Entries taken from a collection
* * * * *

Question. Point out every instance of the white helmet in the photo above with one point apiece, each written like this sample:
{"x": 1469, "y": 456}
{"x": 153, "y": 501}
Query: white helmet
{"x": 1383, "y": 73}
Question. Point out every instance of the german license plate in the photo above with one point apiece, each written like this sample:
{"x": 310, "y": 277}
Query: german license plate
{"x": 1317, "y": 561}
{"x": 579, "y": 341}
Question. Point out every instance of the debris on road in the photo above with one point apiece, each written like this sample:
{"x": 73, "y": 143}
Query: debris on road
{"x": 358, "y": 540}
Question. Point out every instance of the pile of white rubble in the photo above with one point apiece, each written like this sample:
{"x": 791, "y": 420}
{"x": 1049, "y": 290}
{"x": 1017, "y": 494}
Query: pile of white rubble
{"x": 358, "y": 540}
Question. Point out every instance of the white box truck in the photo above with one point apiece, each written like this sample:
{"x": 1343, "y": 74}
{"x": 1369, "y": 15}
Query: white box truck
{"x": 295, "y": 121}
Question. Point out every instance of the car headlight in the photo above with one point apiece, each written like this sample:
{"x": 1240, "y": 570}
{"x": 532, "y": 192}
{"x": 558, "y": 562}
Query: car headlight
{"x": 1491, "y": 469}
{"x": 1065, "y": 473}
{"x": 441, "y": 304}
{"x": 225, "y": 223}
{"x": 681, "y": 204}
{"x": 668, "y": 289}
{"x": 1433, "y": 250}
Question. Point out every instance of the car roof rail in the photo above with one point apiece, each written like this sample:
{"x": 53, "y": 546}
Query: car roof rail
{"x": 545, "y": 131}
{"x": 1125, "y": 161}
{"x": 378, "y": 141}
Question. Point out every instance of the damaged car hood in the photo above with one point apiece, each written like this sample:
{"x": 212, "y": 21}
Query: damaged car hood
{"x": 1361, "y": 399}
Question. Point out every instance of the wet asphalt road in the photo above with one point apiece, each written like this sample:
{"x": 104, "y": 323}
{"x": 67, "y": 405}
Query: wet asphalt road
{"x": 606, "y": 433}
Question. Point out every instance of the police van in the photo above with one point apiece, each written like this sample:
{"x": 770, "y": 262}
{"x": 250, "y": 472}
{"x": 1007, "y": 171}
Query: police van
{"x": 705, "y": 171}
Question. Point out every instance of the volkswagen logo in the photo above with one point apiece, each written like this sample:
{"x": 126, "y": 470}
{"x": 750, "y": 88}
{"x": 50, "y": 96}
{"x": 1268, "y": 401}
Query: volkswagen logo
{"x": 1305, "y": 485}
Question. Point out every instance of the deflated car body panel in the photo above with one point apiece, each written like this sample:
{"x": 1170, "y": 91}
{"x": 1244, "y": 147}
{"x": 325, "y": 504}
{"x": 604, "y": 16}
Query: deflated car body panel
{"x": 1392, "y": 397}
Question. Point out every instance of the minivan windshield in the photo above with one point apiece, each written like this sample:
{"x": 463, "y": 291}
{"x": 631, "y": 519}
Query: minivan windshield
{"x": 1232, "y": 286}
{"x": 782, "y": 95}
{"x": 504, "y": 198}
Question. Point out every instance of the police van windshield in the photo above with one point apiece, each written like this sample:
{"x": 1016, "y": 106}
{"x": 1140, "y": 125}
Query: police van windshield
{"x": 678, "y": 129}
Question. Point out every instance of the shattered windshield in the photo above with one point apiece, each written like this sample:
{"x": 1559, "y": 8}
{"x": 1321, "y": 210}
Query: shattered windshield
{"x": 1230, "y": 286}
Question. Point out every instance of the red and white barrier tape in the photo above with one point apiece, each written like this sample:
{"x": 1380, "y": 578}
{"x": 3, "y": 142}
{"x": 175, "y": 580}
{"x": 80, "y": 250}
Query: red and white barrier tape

* * * * *

■ EXERCISE GOAL
Give nothing but the number of lines in the entries that include "tape".

■ SOLUTION FOR THIS EXERCISE
2